◆ Отрывок текста
Врагов у индюшки великое множество. Можно назвать только главных: рыси, еноты, опоссум, разного вида совы и, конечно, в первую очередь человек. Кто не может одолеть взрослую птицу – ищет гнездо. И все же хорошая плодовитость (в кладке обычно 10–15 яиц) и приспособленность к выживанию сделали эту птицу царицей древних лесов.

Индюшки, как немногие другие птицы, широко расселились по континенту. И не крылья им помогали в этом. Каждую осень, сбиваясь в стаи, птицы предпринимали большие пешие путешествия. По замечанию Одюбона, задержать их на время может только большая река. «Они выбирают на берегу место повыше и как бы совещаются, прежде чем решиться на переправу. Индюки клокчут, надуваясь и распушая хвосты, молодь и самки как могут подражают самцам. Наконец, возбудившись как следует, в тихий погожий день несколько сотен птиц начинают воздушную переправу… Старики одолевают реку легко. Молодые же часто падают в воду и, отчаянно работая лапами, добираются к берегу вплавь…»

Эти величественные картины, увы, дело прошлого. Человек сначала без всяких хитростей добывал индюшек сколько хотел, а когда стаи птиц поредели, стал примечать моменты, в какие индюшек легче всего добыть. Птиц караулили на токах (брачные игры индеек – столь же занятное зрелище, как и у наших тетеревов: самцы демонстрируют наряд, бормочут, дерутся, иногда насмерть). Ночное сидение на дереве спасало индеек от многих врагов. Потерю одной птицы при нападении филина или белой совы стая считала «законной данью» и даже не покидала место ночевки. Но эта привычка при встречах с человеком-охотником оказалась для птицы роковой. «В лунную ночь, убив одну, стрелок брал на мушку другую… Семь – десять индеек падало с дерева друг за другом, прежде чем стая с шумом взлетала». Если учесть, что каждый землепроходец и каждый пионер-фермер был непременно охотником, царству диких индюшек в Америке быстро пришел конец.

◆ Список записей
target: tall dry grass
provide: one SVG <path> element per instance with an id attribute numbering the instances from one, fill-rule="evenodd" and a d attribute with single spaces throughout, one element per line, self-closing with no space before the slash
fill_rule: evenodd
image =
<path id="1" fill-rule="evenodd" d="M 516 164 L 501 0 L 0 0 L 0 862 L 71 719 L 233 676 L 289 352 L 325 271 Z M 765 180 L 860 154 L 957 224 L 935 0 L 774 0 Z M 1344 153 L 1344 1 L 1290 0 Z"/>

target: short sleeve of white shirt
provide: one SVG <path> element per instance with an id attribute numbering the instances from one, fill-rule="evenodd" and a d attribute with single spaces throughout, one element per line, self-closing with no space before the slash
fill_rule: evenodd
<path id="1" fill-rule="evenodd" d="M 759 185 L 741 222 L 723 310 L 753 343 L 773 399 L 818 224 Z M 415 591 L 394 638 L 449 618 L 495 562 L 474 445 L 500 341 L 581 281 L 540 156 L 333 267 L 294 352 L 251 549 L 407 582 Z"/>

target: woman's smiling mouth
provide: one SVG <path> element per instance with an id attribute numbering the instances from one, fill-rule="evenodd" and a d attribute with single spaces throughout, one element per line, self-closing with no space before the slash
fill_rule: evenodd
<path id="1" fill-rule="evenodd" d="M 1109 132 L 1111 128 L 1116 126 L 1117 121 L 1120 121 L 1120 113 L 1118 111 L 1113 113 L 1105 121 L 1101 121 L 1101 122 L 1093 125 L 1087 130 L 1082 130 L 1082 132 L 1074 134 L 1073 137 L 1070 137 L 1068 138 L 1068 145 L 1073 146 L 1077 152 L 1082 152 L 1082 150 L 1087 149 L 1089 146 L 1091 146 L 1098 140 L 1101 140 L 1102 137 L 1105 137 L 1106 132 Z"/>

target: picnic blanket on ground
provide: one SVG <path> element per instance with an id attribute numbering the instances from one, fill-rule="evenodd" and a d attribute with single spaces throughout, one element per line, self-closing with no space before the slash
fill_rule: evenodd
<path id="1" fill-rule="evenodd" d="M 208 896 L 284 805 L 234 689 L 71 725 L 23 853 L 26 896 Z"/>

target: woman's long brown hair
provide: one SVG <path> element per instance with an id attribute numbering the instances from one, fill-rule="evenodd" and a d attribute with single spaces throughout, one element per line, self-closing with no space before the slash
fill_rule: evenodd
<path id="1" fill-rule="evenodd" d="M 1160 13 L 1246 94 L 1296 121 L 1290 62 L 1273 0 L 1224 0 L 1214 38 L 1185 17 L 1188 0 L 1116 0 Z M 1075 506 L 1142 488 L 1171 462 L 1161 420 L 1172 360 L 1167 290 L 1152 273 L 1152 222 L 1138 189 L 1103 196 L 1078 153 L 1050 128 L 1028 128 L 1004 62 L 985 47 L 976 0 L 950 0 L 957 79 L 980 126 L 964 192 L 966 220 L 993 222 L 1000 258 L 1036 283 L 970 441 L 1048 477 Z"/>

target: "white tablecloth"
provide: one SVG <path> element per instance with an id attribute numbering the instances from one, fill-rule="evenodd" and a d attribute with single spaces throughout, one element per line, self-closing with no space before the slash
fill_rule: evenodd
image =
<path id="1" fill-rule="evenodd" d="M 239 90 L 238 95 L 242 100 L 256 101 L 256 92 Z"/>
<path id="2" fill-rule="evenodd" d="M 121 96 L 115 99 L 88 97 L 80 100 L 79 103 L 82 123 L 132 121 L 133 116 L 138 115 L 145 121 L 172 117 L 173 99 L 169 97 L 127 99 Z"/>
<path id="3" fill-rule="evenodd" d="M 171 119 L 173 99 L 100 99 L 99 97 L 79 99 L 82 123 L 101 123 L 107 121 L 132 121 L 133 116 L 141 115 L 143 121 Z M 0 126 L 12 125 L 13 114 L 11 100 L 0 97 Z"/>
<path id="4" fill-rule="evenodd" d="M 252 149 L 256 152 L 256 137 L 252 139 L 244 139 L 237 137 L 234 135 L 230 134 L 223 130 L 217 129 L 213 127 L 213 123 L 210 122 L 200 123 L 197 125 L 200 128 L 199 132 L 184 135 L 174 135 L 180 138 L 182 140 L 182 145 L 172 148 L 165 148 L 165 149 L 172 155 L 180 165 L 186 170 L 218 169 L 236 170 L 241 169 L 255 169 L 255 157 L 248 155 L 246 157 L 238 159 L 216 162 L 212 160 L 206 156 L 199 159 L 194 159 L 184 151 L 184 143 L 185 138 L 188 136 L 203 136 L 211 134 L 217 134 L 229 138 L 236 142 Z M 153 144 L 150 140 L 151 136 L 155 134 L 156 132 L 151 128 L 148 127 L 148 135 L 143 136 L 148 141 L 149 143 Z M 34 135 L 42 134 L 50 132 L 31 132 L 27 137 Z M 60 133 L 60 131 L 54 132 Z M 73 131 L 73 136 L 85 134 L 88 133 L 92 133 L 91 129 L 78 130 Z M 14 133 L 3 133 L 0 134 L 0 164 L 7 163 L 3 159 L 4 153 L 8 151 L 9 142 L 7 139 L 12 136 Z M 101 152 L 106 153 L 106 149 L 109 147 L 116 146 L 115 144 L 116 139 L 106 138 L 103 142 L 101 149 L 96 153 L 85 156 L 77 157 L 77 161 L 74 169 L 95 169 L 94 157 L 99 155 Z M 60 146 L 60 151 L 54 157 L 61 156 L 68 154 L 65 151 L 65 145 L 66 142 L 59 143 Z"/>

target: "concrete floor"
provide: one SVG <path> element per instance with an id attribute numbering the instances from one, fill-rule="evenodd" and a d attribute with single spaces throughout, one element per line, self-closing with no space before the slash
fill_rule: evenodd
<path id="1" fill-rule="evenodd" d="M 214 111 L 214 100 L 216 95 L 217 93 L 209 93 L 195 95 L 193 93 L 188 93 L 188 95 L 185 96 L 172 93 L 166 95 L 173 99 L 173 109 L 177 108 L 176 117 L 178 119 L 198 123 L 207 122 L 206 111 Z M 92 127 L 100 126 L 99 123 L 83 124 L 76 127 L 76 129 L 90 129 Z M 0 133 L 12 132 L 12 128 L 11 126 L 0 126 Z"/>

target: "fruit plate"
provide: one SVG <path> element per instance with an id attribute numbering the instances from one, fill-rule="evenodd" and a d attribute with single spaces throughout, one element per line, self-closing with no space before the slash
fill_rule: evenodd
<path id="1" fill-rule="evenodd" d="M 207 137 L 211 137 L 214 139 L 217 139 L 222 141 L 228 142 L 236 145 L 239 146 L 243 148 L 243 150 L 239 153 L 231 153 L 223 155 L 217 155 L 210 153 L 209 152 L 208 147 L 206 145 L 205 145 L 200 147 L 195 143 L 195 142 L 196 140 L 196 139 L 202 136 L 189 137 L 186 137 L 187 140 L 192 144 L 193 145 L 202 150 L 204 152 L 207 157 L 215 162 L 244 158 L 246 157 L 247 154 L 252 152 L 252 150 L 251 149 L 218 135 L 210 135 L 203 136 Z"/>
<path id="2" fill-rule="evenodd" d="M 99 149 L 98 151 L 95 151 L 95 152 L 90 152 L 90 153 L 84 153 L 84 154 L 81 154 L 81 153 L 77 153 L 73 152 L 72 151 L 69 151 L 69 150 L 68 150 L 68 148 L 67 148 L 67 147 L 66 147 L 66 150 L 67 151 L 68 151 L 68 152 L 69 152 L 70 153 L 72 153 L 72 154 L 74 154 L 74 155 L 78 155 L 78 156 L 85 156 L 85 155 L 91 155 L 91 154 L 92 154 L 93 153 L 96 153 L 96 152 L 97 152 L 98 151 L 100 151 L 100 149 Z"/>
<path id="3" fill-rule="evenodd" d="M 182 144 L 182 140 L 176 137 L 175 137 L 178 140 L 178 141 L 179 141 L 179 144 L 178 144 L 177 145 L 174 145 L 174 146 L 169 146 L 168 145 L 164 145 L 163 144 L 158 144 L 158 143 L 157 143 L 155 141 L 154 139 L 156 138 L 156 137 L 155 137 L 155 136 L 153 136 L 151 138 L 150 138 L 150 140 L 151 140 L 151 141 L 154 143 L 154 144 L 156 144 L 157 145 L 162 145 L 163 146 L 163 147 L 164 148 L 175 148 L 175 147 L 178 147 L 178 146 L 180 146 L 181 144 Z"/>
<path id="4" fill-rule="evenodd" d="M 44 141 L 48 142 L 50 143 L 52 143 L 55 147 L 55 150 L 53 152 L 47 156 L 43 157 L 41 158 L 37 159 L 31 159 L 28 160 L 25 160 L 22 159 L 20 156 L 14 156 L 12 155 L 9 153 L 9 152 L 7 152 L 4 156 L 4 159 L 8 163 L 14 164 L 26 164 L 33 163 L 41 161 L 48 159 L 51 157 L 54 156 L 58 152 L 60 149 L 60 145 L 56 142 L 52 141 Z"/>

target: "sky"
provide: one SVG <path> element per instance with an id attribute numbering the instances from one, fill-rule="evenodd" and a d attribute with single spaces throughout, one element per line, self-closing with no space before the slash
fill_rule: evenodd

◆ Задание
Продолжите текст о диких индюшках Америки, начав сразу после его последнего предложения.

◆ Письменный ответ
В последние годы предпринято расселение птицы в районы, где ее полностью уничтожили. Для этого попытались использовать давно замеченную страсть лесных индюков посещать индюшек на птичьих дворах (жизнеспособность потомства при этом всегда улучшалась, и ученые полагали, что домашние индюшата, с приливом диких кровей, выдержат испытания дикой природы). Надежды, однако, не оправдались. Пришлось отлавливать дикарей там, где они еще сохранились, и выпускать в места былых обитаний. Эта работа, похожая на расселение у нас бобров, дала хорошие результаты – исчезающая птица снова стала объектом охоты. Но, разумеется, эта охота – спортивная. Она лишь напоминает американцам о тех временах, когда огромные стаи птиц кормили идущих вглубь континента людей.

В память о тех временах есть в Америке праздник «День благодарения». В последний четверг ноября воздается благодарение земле-кормилице. В качестве главного блюда на стол в этот день подается индюшка (домашняя, разумеется). Любимый свой праздник американцы нередко зовут «День индюшек».

На двух этих снимках вы видите индюков. Это домашние птицы. Но первый не потерял еще боевой формы. А тяжелый большой индюк – продукт селекции. Мяса в нем много, но драться он вряд ли уже способен.


Фото В. Пескова и из архива автора. 6 апреля 1974 г.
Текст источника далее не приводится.